-------- Extracted entries

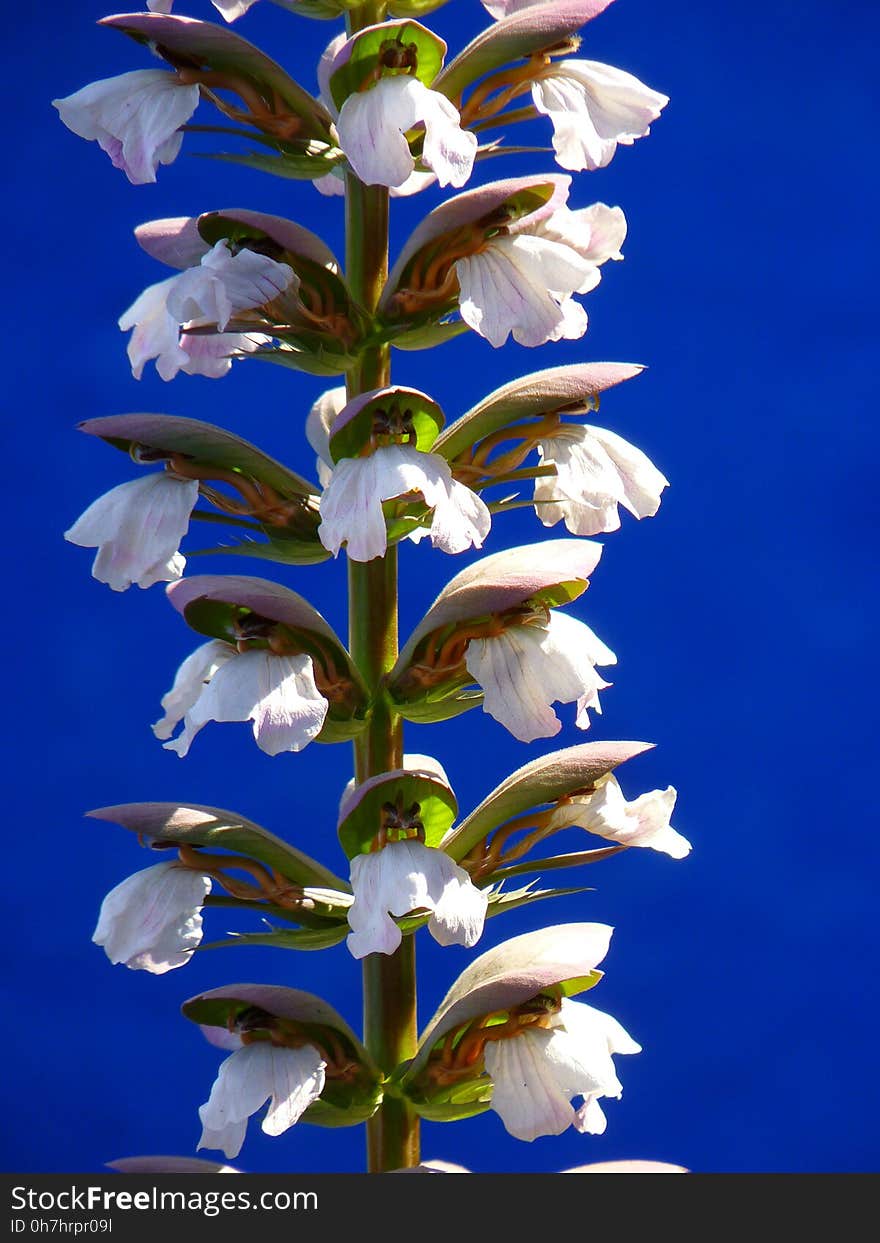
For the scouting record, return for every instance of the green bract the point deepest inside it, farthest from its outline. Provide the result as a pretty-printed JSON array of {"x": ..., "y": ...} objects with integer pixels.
[
  {"x": 195, "y": 825},
  {"x": 287, "y": 1014},
  {"x": 364, "y": 59},
  {"x": 353, "y": 428},
  {"x": 361, "y": 816}
]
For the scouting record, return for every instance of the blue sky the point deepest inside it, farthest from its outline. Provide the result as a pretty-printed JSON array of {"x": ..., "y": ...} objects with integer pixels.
[{"x": 741, "y": 614}]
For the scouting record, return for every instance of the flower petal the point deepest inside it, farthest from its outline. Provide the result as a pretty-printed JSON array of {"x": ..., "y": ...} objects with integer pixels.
[
  {"x": 290, "y": 1079},
  {"x": 152, "y": 921},
  {"x": 407, "y": 876},
  {"x": 137, "y": 528},
  {"x": 134, "y": 118}
]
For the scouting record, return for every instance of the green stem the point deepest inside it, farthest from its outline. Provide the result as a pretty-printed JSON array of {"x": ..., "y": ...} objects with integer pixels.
[{"x": 390, "y": 1022}]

----------------

→ **How to complete this task**
Lines from the one containing "For the scouting record, return for every instance of the blue" through the last line of the records, both included, are the only ones to print, each exactly as it is.

→ **Answer to this problem**
For the scouting record, return for every instance of the blue sky the point deepest inside it, farthest from its outline. Provide the result as a pretty-printed JSON array of {"x": ..., "y": ...} objects with integer pixels.
[{"x": 741, "y": 614}]
For the scouting record, return for every instance of the flower petal the point deepest inside it, farthest from its outline. Provide the result as a pretty-printed JSON array of {"x": ..., "y": ...} objects with integer pixels.
[
  {"x": 290, "y": 1079},
  {"x": 152, "y": 921},
  {"x": 407, "y": 876},
  {"x": 137, "y": 528},
  {"x": 134, "y": 118}
]
For the scouting record, return for every instance of the green stem the point deepest inside it, farthest from its outline. Provide the result as a pretty-printed JSON array of {"x": ..., "y": ...} objects with integer pixels.
[{"x": 390, "y": 1022}]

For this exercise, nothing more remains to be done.